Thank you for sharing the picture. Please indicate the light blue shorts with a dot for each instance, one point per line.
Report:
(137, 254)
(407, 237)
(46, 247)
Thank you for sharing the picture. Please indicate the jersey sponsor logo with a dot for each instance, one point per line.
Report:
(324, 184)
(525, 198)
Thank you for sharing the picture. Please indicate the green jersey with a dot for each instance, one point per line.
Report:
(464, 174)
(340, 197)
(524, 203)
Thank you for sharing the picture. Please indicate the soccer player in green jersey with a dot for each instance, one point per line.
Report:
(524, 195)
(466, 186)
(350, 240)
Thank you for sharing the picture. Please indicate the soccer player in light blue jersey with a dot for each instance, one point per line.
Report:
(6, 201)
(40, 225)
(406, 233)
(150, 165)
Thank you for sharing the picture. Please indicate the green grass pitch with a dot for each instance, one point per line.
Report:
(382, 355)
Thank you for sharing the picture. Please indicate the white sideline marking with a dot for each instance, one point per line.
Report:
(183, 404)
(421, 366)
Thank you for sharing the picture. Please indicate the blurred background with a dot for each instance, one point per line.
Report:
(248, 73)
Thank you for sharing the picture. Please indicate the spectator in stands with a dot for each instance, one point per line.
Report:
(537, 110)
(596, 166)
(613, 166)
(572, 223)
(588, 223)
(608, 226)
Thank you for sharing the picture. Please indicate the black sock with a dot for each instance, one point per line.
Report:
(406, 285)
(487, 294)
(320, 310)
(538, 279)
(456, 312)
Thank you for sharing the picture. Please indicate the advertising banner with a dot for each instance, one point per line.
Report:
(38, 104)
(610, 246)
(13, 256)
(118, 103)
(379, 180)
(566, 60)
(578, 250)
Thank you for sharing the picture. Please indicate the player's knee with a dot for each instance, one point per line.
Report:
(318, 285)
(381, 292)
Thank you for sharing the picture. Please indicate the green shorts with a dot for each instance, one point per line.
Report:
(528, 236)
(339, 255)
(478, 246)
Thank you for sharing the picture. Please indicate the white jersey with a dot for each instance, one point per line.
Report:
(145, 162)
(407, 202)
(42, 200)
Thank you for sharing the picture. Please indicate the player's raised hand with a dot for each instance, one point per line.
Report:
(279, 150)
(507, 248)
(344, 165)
=======
Exercise |
Output each line of the records above exactly.

Solution to this task |
Thank you for sharing the picture. Please indicate the light blue shorts with a dot for each instance, one point per line.
Report:
(137, 254)
(407, 237)
(46, 247)
Thank you for sharing the picture. Please indicate the jersey sponsor logo with a dot for each instance, one point per line.
Report:
(324, 184)
(525, 198)
Thank you for sharing the picture. Please indicate the green jersey with a dot for each instance, one point per line.
Report:
(464, 174)
(340, 197)
(524, 203)
Thank you for sharing the picture. Please indicate the soccer player in green jersey with a dot for each instance, one point per line.
Report:
(524, 195)
(466, 186)
(350, 240)
Thank you for sharing the picture. Please indicate the soccer player in light blue jersey with a dot for each instance, one point per line.
Report:
(6, 201)
(40, 225)
(406, 233)
(150, 165)
Thank you for sharing the picture. Please indicate the green grass pitch with a dot for each instance, one point per line.
Report:
(382, 355)
Thank you for sharing the picture. Please indicate the white sideline marking with a dot for each instance, one point per line.
Report:
(183, 404)
(421, 366)
Thank you for sharing the picture. Please indicate the blurred background with a dot for each instance, one point per line.
Report:
(248, 73)
Thank you for sharing the picture. Please indicate the spectator in stands with a dot for each instance, one point per line.
Report:
(537, 110)
(596, 166)
(613, 166)
(572, 223)
(588, 223)
(608, 226)
Thank you for sharing the picture. Please indicate the black sock with a dot for each instance, one point per line.
Report:
(406, 285)
(487, 294)
(320, 310)
(538, 279)
(456, 312)
Thank you for sharing the picture. Please indicate the advertising banner with a dot for each instance, one point per line.
Report:
(38, 104)
(610, 246)
(13, 256)
(118, 103)
(379, 180)
(566, 60)
(578, 250)
Thank you for sharing the picture. Please indicate the player's knee with a dot for each instance, one point per line.
Report:
(318, 285)
(381, 292)
Thank you for sharing the picture. Please indicate the green shorts with a dot for each instance, one point per line.
Report:
(528, 236)
(339, 255)
(478, 246)
Thank you for sharing the picture. Please indicate the white jersey with a dot for each instance, one point per line.
Report:
(145, 162)
(407, 202)
(42, 200)
Thank you for sharing the picture. Please indicate the player's raised hand with a dot for each instance, one point per line.
Report:
(279, 150)
(507, 248)
(344, 165)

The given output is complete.